▶ What is needed: Please answer from the post on Auden's poem below: in which school year did the writer first read the poem?

▶ Page text:
Back to top

Musee des Beaux Arts

2 February 2016

There’s an often remarked truth that “life goes on”. Typically uttered by way of an inept attempt to cheer you up when things are not going well, it’s a truth that I think bears closer inspection.  It has been beautifully explored by WH Auden, in his poem “Musee des Beax Arts”.  I read this first as a year ten student, when I chose it as the poem I would memorize and recite in front of the class out of a large book of poetry we were invited to search through.  The words speak to me even more loudly today:

Musee des Beaux Arts

By W. H. Auden

About suffering they were never wrong,
The old Masters: how well they understood
Its human position: how it takes place
While someone else is eating or opening a window or just walking dully along;
How, when the aged are reverently, passionately waiting
For the miraculous birth, there always must be
Children who did not specially want it to happen, skating
On a pond at the edge of the wood:
They never forgot
That even the dreadful martyrdom must run its course
Anyhow in a corner, some untidy spot
Where the dogs go on with their doggy life and the torturer's horse
Scratches its innocent behind on a tree.

In Breughel's Icarus, for instance: how everything turns away
Quite leisurely from the disaster; the ploughman may
Have heard the splash, the forsaken cry,
But for him it was not an important failure; the sun shone
As it had to on the white legs disappearing into the green
Water, and the expensive delicate ship that must have seen
Something amazing, a boy falling out of the sky,
Had somewhere to get to and sailed calmly on.

▶ Provided material:
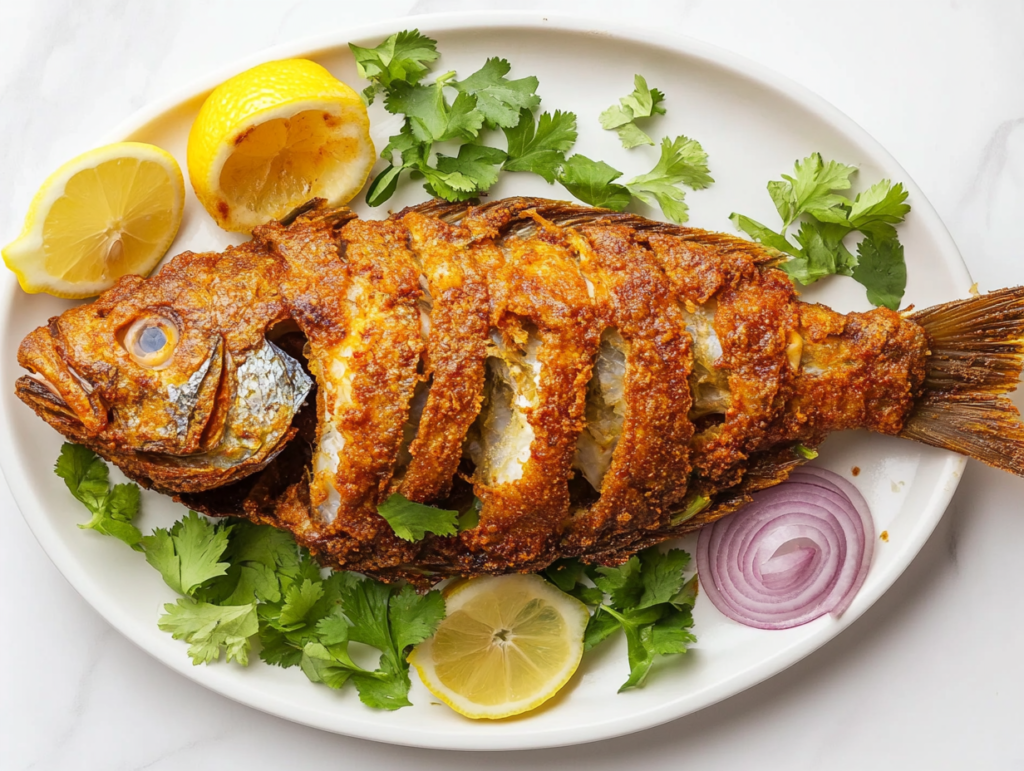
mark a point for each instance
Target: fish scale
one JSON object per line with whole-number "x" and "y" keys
{"x": 597, "y": 381}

▶ Result of the exercise: Year ten.